### TASKS FOR THIS EXERCISE
a - In the forum thread about Dell, copy the part that opens with the words containing "Just a lay-man's" and closes with "price, or not.".
b - Name every company and software product mentioned in the Dell forum thread.
c - Pick up the forum thread about Dell's recovery partition from the point where it stops, and write what comes next.

### PASSAGE SHOWN
○ ○ ○ ○ ○
# Dell



## jnibori (Jul 21, 2002)

I've just learned DELL is now using a Recovery Partition instead of shipping a CD with their new computers. How can you reformat??? Is there a good reason for this, or am I missing something? When I checked their site, that Recovery partition option is even _DELL Recommended._

I can only assume it's for more dollars down the road. The CD is an additional option for a paltry $7.00, so why not include it and increase the price of the computer by that amount if money is truly the reason.

Just a lay-man's guess, but I would assume most people would forgo getting the CD as they don't realize the benefits, then be forced to purchase one at a later time at an inflated price, or spend additional dollars using DELL'S paid tech support. I don't know if DELL offers the CD at a later time, for the same price, or not.

These are just guesses, but I truly do not see the reason why DELL could not bury the $7.00 CD within the price of a $599+ system.

Thought I'd vent. 



> Operating System Re-Installation CD
> For no extra charge, PC Restore recovery solution by Symantec® comes pre-installed on your computer's hard drive. PC Restore is a simple and time saving application that will restore your operating system back to the original factory settings. If you require CDs to perform advanced tasks like re-installing the original operating system or specific drivers, select the re-installation CD for the operating system you previously selected.
> 
> PC Restore recovery system by Symantec
> ...


----------



## grandma77 (Apr 1, 2006)
○ ○ ○ ○ ○
### EXCERPTED DATA
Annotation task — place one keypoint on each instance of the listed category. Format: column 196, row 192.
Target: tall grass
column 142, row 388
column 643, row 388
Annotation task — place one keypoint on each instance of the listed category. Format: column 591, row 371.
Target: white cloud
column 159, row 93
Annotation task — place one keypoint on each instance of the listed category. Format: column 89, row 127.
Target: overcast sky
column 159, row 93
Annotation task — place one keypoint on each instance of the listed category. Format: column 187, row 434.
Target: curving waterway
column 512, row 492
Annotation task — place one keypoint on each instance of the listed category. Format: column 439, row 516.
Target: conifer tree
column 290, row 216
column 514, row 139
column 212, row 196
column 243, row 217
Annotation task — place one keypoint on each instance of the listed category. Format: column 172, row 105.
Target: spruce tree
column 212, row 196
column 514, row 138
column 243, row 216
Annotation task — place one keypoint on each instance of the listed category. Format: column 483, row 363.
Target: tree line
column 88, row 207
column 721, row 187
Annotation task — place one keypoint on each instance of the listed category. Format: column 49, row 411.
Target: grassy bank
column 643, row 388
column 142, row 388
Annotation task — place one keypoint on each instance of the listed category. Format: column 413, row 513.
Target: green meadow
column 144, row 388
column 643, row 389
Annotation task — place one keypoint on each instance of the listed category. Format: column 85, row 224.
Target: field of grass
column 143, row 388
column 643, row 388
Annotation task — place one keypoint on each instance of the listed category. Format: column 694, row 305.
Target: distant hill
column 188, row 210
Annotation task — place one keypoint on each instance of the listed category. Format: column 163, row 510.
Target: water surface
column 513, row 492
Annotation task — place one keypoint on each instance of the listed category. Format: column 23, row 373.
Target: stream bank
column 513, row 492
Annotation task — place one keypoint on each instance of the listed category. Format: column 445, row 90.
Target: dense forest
○ ○ ○ ○ ○
### ANSWERS FOR THE TASKS
a -
Just a lay-man's guess, but I would assume most people would forgo getting the CD as they don't realize the benefits, then be forced to purchase one at a later time at an inflated price, or spend additional dollars using DELL'S paid tech support. I don't know if DELL offers the CD at a later time, for the same price, or not.

b - Dell, Symantec, PC Restore

c -
I bought a dell February 2006 and asked for the OS disk. When my computer came it wasn't there. I emailed and told them I didn't receive it. They apologized and sent three CD's at no cost. The OS, drivers with utilities, and applications. It is the only thing Dell has done for me that I was happy about. I wouldn't buy from Dell again. First, they have outsourced their customer service department to foreign countries and you cannot understand the people you are talking to. Some of them are not polite and leave you hanging. It is frustrating. On my account on their website it showed the price for the CD's at $10.99 but they did not charge me.

Grandma


----------



## Rockn (Jul 29, 2001)

All you have to do is request a CD. It has been like that for quite a few years.


----------



## jnibori (Jul 21, 2002)

Too bad you have to have to ask. Some <many> might not know that.

I'm not trying to slam DELL, and I realize good companies have to adjust for the times. But, IMHO, forgoing the CD (for $7) is not customer-friendly, nor wise. I'm still shocked on why it's _"DELL RECOMMENDED." _perhaps that bothers me most of all.

I might add I have a DELL and I am not ruling them out for my next box either. I just think it's a little disappointing what companies are experimenting with in order to improve profits. I did not realize they have been doing that for a while, and I realize other companies do it as well.


----------



## Rockn (Jul 29, 2001)

It does cost them money to manufacture as well as distribute the OS CD's so I wouldn't really blame them for not wanting to send them out if they don't have to. Margins are so small on PC's now days they have to cut where they can. It's up to a buyer to research what they are buying and what is included in the purchase.


----------



## grandma77 (Apr 1, 2006)

Rockin I disagree with you. I have seen too many people having problems requesting the CD's and getting the run around. For a mear $10, include it in the package...It is essential. I did research enough before buying my computer and requested the OS on CD before purchasing and still had to call Dell and ask why it didn't come with my computer. I am just thankful they honored what they said to begin with and sent them.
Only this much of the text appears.